**WORK ITEM**
Reproduce all of the data that follows, character for character.

··· RECORDS PROVIDED

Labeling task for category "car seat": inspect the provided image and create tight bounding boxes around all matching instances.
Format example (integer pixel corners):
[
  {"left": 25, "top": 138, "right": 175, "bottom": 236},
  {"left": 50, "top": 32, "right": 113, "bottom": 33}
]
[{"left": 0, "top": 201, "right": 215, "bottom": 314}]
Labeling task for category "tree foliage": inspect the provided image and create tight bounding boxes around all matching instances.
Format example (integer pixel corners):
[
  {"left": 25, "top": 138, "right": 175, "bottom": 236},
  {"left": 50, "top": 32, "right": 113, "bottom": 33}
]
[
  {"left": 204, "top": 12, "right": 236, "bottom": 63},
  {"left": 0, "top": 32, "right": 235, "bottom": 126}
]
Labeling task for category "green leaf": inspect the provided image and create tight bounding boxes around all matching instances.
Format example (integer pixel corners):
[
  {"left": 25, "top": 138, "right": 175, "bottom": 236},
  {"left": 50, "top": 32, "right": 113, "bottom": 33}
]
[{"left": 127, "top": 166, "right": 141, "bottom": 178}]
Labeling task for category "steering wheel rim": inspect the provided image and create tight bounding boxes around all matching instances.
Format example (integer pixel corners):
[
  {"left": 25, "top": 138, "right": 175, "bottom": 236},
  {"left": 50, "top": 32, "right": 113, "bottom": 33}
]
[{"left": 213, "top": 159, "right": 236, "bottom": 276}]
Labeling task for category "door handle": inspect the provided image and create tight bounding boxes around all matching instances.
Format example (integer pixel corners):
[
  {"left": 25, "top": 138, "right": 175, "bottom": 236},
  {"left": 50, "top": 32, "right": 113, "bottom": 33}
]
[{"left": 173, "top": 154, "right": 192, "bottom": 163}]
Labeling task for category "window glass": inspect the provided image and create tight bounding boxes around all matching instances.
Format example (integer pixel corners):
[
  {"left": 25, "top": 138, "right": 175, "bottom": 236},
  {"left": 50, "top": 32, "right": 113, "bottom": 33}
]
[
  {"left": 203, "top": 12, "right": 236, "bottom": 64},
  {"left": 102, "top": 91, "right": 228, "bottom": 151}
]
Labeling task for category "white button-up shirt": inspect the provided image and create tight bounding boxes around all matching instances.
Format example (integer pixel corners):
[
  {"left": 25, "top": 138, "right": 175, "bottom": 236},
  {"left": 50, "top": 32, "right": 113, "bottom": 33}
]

······

**RESPONSE TO THIS EXERCISE**
Labeling task for category "car seat": inspect the provided image and create tight bounding boxes around all matching instances.
Format example (integer pixel corners):
[
  {"left": 25, "top": 138, "right": 175, "bottom": 236},
  {"left": 50, "top": 32, "right": 113, "bottom": 33}
]
[{"left": 0, "top": 201, "right": 215, "bottom": 314}]
Labeling task for category "tree foliage": inspect the provided image and create tight bounding boxes around all matching instances.
Format example (integer pixel corners):
[
  {"left": 25, "top": 138, "right": 175, "bottom": 236},
  {"left": 50, "top": 32, "right": 113, "bottom": 33}
]
[
  {"left": 204, "top": 12, "right": 236, "bottom": 63},
  {"left": 0, "top": 32, "right": 235, "bottom": 126}
]
Labeling task for category "green leaf": inspect the provided image and create tight bounding boxes around all matching instances.
Format example (integer pixel corners):
[
  {"left": 25, "top": 138, "right": 175, "bottom": 236},
  {"left": 50, "top": 32, "right": 113, "bottom": 33}
]
[{"left": 127, "top": 166, "right": 141, "bottom": 178}]
Labeling task for category "steering wheel rim": inspect the provided image and create tight bounding boxes around all matching instances.
Format example (integer pixel corners):
[
  {"left": 25, "top": 138, "right": 175, "bottom": 236},
  {"left": 50, "top": 32, "right": 113, "bottom": 33}
]
[{"left": 213, "top": 159, "right": 236, "bottom": 276}]
Labeling task for category "door handle": inspect the provided image and create tight bounding boxes around all matching instances.
Format example (integer pixel corners):
[
  {"left": 25, "top": 138, "right": 175, "bottom": 236},
  {"left": 50, "top": 32, "right": 113, "bottom": 33}
]
[{"left": 173, "top": 154, "right": 192, "bottom": 163}]
Labeling task for category "window glass": inspect the provided image and create tight bounding boxes around all matching instances.
Format example (integer pixel corners):
[
  {"left": 25, "top": 138, "right": 175, "bottom": 236},
  {"left": 50, "top": 32, "right": 113, "bottom": 33}
]
[
  {"left": 203, "top": 12, "right": 236, "bottom": 64},
  {"left": 102, "top": 91, "right": 228, "bottom": 151}
]
Labeling task for category "white button-up shirt": inspect the provided image and create tight bounding boxes around all matching instances.
Format example (integer pixel corners):
[
  {"left": 25, "top": 138, "right": 175, "bottom": 236},
  {"left": 50, "top": 32, "right": 113, "bottom": 33}
]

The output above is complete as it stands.